Material provided Start Marker
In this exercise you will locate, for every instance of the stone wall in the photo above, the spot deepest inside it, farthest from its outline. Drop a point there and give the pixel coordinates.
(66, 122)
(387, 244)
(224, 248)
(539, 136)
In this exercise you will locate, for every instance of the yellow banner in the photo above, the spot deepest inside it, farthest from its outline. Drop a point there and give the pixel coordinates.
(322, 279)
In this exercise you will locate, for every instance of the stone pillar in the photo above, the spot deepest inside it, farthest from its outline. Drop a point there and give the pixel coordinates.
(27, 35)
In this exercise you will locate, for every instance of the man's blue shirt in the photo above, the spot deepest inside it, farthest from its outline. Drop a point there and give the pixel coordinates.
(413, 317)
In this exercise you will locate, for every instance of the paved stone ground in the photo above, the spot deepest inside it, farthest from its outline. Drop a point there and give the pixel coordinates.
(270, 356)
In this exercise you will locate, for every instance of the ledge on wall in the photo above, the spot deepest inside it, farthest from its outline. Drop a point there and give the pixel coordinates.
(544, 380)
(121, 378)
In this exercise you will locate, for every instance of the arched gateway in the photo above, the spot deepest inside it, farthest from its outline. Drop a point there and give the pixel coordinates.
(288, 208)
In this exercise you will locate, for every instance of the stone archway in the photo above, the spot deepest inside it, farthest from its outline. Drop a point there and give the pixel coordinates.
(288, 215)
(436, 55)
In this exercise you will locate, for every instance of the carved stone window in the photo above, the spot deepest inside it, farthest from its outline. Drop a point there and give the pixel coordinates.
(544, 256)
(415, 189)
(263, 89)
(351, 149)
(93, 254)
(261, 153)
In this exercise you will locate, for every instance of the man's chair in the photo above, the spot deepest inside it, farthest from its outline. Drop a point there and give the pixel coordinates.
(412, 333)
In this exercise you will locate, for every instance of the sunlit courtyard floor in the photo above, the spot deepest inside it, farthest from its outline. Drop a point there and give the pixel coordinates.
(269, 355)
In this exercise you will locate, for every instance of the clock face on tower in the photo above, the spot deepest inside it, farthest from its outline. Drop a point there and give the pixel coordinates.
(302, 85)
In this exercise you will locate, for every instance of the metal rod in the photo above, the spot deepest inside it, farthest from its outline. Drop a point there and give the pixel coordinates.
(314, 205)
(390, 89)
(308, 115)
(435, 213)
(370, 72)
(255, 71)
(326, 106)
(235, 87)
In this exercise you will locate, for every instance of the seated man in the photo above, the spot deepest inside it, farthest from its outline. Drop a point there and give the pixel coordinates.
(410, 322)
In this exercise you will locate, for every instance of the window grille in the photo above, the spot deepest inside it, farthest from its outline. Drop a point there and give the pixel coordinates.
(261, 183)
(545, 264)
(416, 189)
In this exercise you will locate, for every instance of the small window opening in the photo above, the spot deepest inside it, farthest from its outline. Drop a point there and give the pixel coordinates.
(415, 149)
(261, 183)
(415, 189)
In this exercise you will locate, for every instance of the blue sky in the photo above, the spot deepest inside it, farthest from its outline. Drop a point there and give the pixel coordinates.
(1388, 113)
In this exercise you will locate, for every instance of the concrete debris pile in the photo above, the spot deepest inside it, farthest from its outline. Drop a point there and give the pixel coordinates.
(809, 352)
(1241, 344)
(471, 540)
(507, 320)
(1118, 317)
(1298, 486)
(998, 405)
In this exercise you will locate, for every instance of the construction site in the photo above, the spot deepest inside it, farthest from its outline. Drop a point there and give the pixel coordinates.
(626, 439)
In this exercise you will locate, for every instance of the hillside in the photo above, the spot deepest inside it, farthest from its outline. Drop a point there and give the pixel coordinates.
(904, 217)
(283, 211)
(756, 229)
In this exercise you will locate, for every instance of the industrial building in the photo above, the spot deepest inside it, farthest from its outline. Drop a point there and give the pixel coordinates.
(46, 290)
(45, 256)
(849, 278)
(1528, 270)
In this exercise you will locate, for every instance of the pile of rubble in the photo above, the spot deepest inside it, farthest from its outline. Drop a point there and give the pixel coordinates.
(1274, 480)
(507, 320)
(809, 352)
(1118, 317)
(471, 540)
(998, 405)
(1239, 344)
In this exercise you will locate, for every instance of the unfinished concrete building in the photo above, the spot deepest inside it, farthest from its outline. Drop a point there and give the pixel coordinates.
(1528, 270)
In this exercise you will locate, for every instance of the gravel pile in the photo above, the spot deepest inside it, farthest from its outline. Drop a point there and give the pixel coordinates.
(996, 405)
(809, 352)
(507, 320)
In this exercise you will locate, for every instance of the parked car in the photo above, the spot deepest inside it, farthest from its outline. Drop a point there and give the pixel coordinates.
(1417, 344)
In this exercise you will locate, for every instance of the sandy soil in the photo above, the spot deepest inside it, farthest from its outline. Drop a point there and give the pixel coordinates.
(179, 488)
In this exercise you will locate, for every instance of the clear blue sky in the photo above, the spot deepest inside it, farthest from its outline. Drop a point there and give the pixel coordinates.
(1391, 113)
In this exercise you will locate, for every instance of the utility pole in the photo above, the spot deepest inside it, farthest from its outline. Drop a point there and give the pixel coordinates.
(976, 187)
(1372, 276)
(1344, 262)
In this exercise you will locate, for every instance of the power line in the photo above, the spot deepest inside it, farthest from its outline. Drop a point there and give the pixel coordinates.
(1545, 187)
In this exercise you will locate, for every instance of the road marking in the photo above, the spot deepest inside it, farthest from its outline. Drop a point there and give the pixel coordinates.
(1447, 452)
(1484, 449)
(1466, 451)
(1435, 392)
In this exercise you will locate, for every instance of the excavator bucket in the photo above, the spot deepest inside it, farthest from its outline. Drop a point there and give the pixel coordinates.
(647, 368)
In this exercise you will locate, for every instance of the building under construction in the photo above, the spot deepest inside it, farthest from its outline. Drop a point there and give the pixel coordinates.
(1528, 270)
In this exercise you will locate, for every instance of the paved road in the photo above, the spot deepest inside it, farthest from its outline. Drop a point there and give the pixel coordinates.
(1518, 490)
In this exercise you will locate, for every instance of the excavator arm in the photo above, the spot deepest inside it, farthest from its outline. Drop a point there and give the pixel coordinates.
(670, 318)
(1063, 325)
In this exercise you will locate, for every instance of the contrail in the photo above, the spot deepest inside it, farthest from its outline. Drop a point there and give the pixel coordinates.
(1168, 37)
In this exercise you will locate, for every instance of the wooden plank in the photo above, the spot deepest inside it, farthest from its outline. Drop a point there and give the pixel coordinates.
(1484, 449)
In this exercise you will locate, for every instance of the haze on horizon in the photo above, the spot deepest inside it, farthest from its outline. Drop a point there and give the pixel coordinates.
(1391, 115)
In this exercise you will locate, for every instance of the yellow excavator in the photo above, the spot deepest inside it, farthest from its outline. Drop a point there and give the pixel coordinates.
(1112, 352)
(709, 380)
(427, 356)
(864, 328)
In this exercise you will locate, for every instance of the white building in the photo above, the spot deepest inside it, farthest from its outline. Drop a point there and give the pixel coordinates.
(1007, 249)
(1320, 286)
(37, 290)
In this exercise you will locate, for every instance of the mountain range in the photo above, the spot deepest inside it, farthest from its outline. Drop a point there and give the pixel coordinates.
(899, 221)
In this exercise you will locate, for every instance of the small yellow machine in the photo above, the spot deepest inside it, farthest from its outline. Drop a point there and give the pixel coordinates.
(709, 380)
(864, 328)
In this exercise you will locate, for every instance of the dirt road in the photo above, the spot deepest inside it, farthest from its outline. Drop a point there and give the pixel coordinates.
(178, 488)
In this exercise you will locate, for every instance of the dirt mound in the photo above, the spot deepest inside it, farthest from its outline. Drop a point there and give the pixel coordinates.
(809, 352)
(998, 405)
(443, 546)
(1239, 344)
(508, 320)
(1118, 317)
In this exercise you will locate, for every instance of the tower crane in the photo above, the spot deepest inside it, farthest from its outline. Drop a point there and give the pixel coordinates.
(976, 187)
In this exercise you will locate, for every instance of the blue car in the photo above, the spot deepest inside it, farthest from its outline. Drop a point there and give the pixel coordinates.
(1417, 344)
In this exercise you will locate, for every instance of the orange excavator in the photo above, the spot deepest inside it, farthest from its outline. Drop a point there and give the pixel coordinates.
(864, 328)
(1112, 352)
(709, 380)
Material provided End Marker
Write out, word for word, the line containing "of the orange" and every line after it to the end of the data above.

In this exercise you will locate, for every instance of the orange excavator in the photo above, the spot deepest inside it, farthest from its outline. Drop a point there and give the pixel coordinates.
(864, 328)
(1112, 352)
(709, 380)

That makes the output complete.